WORK TO COMPLETE: Copy the part of the AI Gateway AWS setup text below from "Configure IAM credentials" up to and including "with Helm Chart.", keeping every character, space and line break the same.

═══ TEXT SHOWN ═══

For more information, see IAM roles for service accounts.

Docker deployments

Configure IAM credentials through environment variables when starting the AI Gateway container:

docker run -d \
  -e AWS_ACCESS_KEY_ID=your-access-key \
  -e AWS_SECRET_ACCESS_KEY=your-secret-key \
  -e AWS_REGION=us-east-1 \
  -p 5052:5052 \
  registry.gitlab.com/gitlab-org/modelops/applied-ml/code-suggestions/ai-assist/model-gateway:self-hosted-vX.Y.Z-ee

The IAM user or role must have a policy similar to the one you would set in Amazon EKS with Helm Chart.

Kubernetes deployments

For Kubernetes clusters other than Amazon EKS, you can use Kubernetes secrets to store AWS credentials:

  1. Create a Kubernetes secret:

    kubectl create secret generic aws-credentials \
      --from-literal=access-key-id=YOUR_ACCESS_KEY_ID \
      --from-literal=secret-access-key=YOUR_SECRET_ACCESS_KEY \
      -n YOUR_NAMESPACE
  2. Configure the Helm chart to reference the secret:

    extraEnvironmentVariables:
      - name: AWS_ACCESS_KEY_ID
        valueFrom:
          secretKeyRef:
            name: aws-credentials
            key: access-key-id
      - name: AWS_SECRET_ACCESS_KEY
        valueFrom:
          secretKeyRef:
            name: aws-credentials
            key: secret-access-key
      - name: AWS_REGION
        value: us-east-1

AWS Bedrock API keys

To use AWS Bedrock API keys as an alternative to IAM credentials:

  1. Create a Bedrock API key

  2. Create a Kubernetes secret with the API key:

    kubectl create secret generic bedrock-api-key \
      --from-literal=token=YOUR_BEDROCK_API_KEY \
      -n YOUR_NAMESPACE
  3. Configure the AI Gateway (add to your values.yaml):

    extraEnvironmentVariables:
      - name: AWS_BEARER_TOKEN_BEDROCK
        valueFrom:
          secretKeyRef:
            name: bedrock-api-key
            key: token
      - name: AWS_REGION
        value: us-east-1

Private VPC endpoints

To use a private Bedrock endpoint in a VPC, set the AWS_BEDROCK_RUNTIME_ENDPOINT environment variable.

═══ DATA FOR ANALYSIS ═══

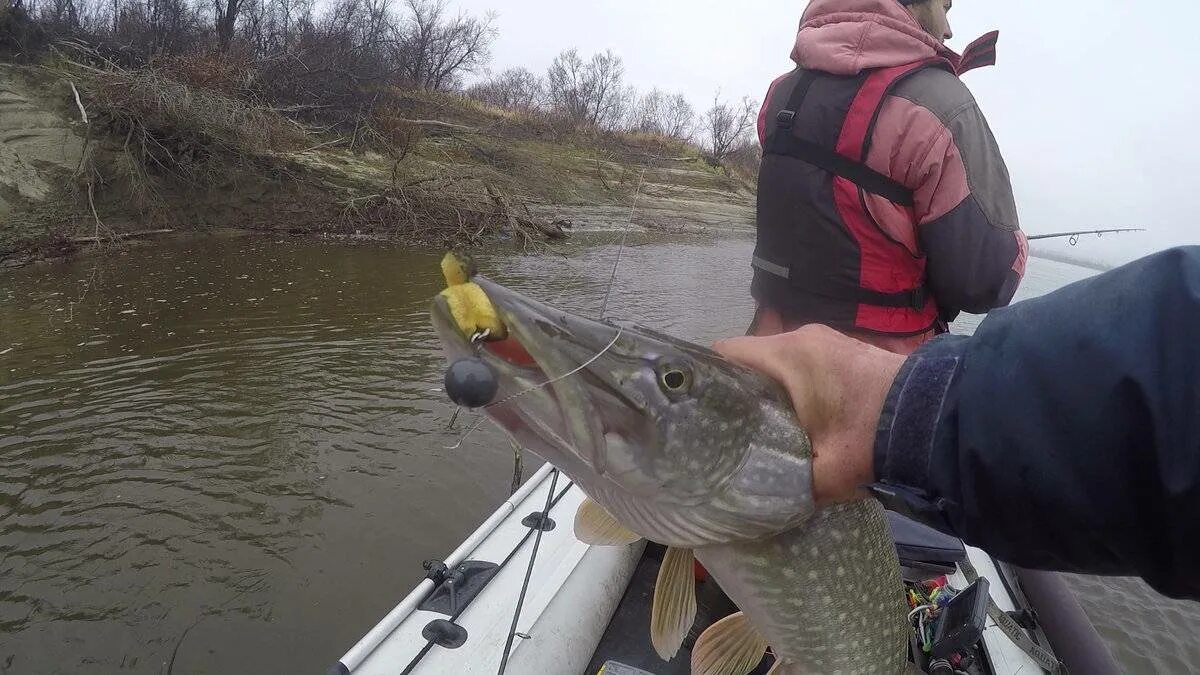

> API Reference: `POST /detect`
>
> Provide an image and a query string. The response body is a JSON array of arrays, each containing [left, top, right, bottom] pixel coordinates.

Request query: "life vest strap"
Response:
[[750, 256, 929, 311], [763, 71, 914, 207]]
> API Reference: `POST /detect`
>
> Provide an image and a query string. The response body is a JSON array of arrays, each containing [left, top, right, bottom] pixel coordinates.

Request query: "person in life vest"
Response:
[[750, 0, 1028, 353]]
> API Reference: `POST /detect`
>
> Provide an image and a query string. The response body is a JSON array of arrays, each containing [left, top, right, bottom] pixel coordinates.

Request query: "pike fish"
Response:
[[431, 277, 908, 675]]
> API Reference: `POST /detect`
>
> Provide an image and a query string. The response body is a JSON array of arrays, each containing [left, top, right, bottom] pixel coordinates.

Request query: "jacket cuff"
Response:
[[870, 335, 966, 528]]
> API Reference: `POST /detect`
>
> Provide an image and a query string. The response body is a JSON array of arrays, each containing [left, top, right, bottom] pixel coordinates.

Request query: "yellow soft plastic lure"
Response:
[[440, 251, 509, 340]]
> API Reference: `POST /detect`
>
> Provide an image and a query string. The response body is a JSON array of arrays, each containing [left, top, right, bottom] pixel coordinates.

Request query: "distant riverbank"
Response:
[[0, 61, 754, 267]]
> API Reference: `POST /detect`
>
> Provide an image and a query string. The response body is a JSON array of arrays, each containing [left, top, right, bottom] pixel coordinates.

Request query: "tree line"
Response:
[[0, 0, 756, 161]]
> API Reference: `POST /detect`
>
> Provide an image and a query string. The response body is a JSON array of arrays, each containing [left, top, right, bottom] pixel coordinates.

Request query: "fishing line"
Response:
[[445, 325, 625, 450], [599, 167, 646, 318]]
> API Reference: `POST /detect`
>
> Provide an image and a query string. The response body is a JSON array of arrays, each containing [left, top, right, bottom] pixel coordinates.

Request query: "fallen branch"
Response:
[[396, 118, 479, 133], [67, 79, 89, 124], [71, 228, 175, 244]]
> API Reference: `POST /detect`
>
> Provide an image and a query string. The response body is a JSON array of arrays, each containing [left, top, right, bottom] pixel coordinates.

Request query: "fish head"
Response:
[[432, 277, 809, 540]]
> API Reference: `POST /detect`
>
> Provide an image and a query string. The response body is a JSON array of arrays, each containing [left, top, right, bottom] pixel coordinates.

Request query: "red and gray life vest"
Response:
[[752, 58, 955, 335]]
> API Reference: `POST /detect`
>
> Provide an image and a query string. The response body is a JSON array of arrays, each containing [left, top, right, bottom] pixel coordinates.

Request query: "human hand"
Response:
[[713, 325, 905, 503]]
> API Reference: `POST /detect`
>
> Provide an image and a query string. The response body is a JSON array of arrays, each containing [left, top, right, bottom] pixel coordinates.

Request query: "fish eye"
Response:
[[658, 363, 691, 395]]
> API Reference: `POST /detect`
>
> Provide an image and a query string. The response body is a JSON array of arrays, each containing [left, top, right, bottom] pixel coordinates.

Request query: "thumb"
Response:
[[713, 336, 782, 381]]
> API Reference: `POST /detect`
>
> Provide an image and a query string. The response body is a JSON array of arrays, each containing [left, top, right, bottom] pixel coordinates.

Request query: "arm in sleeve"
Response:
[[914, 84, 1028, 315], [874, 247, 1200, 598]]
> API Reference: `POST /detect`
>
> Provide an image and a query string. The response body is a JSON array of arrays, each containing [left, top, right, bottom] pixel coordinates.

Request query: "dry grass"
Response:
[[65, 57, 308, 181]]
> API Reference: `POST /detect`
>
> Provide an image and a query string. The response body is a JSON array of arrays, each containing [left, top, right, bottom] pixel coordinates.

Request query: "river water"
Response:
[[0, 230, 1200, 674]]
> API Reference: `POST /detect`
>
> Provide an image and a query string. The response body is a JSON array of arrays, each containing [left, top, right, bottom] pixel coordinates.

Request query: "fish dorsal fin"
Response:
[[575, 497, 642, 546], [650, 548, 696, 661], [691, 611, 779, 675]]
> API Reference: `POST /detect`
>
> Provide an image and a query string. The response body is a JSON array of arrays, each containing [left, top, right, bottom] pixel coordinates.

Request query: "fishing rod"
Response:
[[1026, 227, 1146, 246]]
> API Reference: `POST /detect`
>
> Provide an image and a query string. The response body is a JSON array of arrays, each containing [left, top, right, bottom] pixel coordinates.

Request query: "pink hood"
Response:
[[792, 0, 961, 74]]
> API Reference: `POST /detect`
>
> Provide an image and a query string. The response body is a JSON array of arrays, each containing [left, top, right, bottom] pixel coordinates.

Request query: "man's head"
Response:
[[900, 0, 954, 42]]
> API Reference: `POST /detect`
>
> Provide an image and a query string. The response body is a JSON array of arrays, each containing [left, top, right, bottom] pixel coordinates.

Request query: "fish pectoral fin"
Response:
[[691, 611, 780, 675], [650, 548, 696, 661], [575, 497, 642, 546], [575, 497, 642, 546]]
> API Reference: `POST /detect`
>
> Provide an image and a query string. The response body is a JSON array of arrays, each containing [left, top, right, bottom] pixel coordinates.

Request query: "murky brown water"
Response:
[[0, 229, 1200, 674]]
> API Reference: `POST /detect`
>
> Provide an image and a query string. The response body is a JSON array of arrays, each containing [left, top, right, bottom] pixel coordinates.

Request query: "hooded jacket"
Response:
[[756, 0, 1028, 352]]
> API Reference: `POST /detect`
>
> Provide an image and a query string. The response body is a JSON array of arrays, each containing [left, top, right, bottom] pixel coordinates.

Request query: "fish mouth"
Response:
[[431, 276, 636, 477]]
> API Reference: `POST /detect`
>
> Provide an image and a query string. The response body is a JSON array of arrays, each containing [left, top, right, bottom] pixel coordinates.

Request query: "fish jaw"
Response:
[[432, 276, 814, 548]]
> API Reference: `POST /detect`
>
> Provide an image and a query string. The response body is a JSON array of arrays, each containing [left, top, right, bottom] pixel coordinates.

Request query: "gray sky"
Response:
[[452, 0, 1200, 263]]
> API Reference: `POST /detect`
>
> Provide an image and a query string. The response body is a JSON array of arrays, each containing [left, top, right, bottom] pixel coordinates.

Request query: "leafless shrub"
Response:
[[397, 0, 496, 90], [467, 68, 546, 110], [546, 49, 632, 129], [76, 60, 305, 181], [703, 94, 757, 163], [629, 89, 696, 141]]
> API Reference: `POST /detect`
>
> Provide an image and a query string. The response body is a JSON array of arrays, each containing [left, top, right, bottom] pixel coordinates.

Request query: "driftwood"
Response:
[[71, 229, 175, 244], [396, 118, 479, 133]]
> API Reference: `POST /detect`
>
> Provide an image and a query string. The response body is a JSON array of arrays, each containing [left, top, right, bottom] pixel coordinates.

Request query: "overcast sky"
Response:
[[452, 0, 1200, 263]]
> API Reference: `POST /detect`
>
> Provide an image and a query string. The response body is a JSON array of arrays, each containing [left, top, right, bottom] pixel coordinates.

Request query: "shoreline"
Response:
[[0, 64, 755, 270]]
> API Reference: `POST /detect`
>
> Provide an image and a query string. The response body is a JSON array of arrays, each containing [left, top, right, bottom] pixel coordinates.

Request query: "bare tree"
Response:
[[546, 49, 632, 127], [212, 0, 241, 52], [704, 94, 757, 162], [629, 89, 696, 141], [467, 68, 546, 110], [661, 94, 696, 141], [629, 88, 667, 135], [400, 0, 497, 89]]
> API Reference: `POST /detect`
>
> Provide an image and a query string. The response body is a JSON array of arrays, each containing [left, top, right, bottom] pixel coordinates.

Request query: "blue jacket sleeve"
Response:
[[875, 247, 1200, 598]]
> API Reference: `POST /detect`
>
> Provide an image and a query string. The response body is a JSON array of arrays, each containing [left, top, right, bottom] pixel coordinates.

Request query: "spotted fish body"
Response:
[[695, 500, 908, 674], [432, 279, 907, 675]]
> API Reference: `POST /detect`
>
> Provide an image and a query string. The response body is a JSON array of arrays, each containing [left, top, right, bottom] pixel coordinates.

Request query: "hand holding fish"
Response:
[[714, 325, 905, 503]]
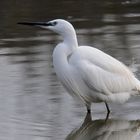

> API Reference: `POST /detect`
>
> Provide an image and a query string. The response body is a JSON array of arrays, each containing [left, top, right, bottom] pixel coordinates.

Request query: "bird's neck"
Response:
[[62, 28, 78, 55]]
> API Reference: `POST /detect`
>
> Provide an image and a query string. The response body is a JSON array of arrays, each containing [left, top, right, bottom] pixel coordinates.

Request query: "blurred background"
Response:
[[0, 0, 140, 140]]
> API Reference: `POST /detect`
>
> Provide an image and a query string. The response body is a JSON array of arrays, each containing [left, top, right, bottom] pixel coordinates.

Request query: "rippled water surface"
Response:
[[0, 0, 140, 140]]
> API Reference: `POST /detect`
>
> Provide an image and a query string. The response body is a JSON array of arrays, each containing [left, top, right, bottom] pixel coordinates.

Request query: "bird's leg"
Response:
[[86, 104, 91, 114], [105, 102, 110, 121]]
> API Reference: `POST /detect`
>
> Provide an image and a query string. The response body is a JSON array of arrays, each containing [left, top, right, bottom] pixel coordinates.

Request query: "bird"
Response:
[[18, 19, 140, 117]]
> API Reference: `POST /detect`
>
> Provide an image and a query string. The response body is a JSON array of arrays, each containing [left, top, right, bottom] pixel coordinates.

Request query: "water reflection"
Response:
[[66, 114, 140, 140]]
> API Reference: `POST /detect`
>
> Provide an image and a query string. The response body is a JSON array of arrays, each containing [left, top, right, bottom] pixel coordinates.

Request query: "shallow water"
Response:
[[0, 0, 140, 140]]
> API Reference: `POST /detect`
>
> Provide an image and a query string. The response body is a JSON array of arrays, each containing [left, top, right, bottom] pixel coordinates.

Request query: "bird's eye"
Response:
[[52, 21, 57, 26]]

═══
═══ DATA FOR ANALYSIS ═══

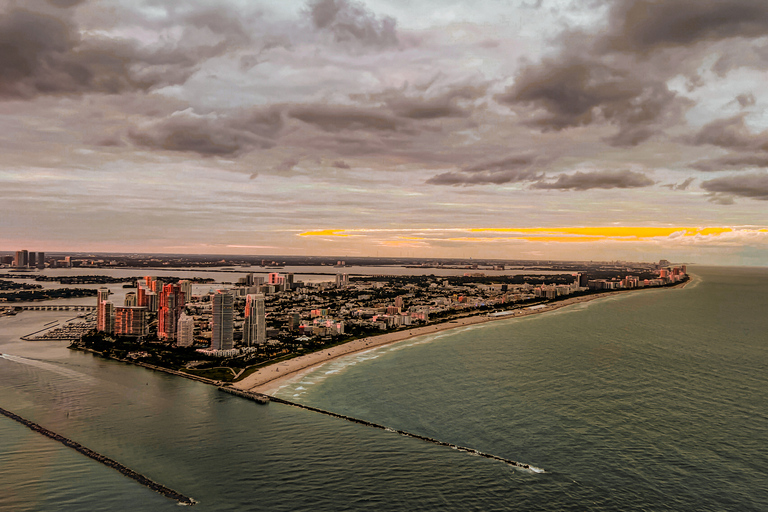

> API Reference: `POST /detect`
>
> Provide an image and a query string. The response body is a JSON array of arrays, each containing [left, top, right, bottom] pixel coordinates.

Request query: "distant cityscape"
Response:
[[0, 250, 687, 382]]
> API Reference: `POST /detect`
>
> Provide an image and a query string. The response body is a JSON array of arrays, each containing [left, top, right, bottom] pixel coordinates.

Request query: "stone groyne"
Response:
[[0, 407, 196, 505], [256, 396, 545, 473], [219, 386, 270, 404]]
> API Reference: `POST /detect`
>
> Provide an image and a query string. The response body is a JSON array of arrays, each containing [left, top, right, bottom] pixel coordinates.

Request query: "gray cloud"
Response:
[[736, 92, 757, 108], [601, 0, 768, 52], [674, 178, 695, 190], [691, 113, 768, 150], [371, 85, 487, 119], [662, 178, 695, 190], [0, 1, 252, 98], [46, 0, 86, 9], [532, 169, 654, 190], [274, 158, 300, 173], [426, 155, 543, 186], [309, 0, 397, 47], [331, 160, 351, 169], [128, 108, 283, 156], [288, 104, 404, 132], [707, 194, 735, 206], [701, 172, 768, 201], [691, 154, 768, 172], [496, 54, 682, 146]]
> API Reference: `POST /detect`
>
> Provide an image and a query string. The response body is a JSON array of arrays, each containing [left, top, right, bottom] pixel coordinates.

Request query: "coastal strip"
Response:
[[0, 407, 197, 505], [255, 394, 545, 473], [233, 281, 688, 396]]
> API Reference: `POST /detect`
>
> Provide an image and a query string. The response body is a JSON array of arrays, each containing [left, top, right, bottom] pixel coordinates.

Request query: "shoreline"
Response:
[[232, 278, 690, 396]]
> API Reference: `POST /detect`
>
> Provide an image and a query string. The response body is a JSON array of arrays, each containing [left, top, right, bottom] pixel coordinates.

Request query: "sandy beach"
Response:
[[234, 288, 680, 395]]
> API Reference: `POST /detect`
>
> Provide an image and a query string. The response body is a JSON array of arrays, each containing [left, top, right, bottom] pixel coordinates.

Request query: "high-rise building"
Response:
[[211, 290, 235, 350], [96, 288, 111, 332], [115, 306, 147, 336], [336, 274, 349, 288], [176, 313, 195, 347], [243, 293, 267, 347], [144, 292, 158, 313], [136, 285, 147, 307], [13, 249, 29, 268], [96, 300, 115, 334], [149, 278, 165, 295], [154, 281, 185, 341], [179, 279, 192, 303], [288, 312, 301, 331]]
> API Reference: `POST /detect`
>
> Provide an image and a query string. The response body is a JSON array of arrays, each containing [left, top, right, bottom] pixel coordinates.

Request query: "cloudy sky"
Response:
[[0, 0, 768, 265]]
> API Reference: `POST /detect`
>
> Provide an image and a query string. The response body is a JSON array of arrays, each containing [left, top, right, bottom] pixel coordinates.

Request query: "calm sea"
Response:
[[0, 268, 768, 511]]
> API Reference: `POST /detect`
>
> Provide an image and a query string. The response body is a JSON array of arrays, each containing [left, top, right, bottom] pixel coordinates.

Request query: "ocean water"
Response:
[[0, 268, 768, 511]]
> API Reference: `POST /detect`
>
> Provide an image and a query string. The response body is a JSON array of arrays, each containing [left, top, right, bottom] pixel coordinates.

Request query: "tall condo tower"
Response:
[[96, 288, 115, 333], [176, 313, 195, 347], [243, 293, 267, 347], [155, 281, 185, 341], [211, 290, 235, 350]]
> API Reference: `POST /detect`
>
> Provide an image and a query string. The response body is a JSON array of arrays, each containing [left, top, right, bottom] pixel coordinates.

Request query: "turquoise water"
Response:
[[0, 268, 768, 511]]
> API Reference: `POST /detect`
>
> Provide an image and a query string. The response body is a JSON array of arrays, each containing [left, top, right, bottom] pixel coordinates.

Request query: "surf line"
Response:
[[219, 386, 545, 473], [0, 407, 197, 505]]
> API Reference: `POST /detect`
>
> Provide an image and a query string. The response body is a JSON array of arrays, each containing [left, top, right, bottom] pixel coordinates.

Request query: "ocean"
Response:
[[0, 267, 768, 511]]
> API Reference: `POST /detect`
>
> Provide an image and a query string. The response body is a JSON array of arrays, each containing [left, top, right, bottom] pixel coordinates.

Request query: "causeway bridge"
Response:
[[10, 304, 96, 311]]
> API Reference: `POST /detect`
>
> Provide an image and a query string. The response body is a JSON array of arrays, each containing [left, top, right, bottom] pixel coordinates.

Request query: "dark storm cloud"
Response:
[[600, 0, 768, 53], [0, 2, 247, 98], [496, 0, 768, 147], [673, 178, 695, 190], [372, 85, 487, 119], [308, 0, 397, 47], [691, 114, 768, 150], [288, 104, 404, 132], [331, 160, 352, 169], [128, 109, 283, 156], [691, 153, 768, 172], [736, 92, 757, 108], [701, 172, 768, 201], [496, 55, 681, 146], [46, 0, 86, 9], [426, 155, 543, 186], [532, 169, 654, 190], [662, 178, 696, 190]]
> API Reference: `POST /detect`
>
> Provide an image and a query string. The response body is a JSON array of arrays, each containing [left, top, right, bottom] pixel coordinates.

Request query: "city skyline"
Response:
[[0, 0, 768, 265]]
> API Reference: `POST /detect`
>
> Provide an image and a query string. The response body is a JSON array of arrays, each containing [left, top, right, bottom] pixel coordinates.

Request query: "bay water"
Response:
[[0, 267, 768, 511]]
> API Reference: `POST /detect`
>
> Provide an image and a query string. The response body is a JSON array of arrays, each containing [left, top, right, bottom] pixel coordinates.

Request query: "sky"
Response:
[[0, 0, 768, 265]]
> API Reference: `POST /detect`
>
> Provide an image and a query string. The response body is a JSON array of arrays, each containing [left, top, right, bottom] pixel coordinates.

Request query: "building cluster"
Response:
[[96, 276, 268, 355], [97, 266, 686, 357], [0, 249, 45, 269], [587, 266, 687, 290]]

═══

PROBLEM SOLUTION:
Configure IAM credentials through environment variables when starting the AI Gateway container:

docker run -d \
  -e AWS_ACCESS_KEY_ID=your-access-key \
  -e AWS_SECRET_ACCESS_KEY=your-secret-key \
  -e AWS_REGION=us-east-1 \
  -p 5052:5052 \
  registry.gitlab.com/gitlab-org/modelops/applied-ml/code-suggestions/ai-assist/model-gateway:self-hosted-vX.Y.Z-ee

The IAM user or role must have a policy similar to the one you would set in Amazon EKS with Helm Chart.